* begin RECORDS TO USE *

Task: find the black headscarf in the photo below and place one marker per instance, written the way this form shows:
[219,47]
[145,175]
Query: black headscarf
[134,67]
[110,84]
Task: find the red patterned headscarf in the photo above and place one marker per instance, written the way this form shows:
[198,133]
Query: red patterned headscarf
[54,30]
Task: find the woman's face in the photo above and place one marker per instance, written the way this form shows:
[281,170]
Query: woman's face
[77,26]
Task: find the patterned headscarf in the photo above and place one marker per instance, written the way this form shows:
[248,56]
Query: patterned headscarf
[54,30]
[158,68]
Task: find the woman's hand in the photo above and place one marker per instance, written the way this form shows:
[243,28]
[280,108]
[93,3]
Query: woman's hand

* end RECORDS TO USE *
* begin RECORDS TO USE *

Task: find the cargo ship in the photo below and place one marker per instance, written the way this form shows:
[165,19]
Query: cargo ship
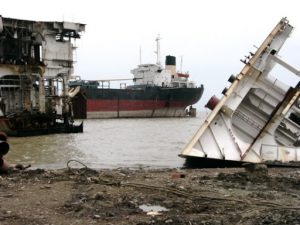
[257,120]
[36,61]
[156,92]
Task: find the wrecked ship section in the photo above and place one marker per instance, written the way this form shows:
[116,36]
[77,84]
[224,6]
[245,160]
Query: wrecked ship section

* end RECORDS TO USE *

Show each line of the data that contains the word "cargo". Copy each one in full.

= ANSWER FOR THIS EXERCISE =
Task: find the cargo ship in the photo below and place one marker per instance, written the way this form shows:
Query: cargo ship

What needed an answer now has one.